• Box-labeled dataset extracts
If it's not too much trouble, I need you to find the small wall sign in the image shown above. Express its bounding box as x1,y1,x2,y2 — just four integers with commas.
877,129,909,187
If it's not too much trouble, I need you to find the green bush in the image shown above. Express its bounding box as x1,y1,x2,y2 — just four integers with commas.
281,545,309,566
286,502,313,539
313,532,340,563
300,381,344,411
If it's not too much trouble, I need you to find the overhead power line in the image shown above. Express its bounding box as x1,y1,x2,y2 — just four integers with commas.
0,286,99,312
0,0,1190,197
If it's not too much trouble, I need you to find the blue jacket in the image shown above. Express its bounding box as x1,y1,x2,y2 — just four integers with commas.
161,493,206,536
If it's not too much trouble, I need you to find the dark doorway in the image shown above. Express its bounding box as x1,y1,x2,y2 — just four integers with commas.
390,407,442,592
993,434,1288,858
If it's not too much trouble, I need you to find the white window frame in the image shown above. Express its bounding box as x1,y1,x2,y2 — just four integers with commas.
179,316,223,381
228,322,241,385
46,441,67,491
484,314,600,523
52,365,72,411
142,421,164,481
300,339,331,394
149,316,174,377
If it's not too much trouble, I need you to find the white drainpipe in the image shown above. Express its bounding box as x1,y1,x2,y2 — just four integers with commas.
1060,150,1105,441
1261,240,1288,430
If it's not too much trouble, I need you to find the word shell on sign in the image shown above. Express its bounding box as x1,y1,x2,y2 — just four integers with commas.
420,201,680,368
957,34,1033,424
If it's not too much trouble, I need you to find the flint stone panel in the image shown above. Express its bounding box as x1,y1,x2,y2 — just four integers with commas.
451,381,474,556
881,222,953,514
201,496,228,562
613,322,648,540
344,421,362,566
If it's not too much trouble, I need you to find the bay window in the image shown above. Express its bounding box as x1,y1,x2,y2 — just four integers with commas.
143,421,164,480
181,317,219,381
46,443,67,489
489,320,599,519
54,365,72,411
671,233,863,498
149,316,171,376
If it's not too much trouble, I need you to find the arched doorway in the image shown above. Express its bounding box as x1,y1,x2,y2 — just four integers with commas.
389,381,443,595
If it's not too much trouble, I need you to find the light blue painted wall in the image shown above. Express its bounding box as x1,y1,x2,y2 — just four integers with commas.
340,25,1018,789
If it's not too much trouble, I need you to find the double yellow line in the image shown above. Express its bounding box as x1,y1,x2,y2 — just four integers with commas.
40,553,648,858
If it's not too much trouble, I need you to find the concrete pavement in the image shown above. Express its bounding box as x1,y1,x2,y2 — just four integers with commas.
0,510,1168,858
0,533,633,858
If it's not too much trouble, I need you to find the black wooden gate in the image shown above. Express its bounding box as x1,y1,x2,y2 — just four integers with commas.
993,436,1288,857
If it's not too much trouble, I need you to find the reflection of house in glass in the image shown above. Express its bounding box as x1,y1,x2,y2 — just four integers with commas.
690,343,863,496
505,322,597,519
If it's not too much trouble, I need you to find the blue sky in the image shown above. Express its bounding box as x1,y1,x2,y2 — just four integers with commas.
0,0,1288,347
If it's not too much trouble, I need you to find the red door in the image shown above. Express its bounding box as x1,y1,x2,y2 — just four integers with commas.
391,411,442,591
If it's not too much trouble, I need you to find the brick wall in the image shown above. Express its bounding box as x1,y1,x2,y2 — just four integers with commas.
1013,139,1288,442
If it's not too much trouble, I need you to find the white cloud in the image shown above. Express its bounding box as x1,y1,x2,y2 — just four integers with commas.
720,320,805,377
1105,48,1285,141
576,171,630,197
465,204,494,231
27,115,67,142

---

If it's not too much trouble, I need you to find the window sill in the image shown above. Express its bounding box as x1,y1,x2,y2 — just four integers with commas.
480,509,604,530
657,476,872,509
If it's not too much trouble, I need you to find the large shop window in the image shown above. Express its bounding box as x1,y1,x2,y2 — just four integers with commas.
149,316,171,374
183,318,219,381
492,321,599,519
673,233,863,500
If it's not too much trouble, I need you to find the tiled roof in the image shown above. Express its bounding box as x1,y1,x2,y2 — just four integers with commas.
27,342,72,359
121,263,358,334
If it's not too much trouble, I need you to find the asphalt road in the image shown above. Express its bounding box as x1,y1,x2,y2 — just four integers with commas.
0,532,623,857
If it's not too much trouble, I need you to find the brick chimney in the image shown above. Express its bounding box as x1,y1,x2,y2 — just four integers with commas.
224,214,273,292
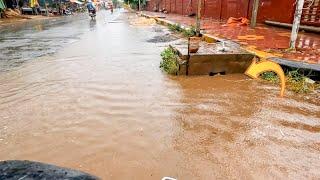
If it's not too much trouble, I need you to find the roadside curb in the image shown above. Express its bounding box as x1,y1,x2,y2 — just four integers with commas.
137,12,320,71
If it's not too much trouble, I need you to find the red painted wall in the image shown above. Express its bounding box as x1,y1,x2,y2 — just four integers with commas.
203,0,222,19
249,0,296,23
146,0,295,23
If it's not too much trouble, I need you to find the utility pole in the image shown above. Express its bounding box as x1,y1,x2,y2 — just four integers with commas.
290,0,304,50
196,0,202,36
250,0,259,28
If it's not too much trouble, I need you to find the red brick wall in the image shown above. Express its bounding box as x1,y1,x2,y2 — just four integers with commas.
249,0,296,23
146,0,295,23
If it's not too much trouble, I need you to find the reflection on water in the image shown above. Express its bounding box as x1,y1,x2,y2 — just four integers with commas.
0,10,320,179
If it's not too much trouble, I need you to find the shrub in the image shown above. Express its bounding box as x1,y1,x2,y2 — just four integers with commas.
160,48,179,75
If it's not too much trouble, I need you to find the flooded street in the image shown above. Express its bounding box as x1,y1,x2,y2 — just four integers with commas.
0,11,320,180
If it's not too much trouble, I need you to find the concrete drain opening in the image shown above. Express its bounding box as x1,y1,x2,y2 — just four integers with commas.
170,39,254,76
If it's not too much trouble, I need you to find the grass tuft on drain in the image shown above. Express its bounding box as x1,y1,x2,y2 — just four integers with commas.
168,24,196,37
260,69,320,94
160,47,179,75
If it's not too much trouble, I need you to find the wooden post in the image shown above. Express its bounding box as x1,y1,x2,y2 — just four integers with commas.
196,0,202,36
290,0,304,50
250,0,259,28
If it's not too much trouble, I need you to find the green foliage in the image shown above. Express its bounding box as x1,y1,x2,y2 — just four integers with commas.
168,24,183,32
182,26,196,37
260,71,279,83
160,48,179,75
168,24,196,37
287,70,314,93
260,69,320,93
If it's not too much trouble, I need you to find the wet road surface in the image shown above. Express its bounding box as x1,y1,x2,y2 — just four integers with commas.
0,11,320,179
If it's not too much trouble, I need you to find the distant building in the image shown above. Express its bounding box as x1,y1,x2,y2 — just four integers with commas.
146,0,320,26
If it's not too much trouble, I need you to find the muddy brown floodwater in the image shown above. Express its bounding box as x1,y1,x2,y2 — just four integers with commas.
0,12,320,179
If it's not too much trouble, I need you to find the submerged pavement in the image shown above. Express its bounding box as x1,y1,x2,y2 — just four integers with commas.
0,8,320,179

• Given task
Please arrange the entries from the line containing "find the small" through the line containing "877,129,909,187" as a JSON list of strings, one string per line, omitting any blank lines.

• The result
[
  "If it's not too much trouble, I need you to find the small wall sign in the image shown above. Express its bounding box as x1,y1,x2,y2 — just four integers with commas.",
  "877,129,909,187"
]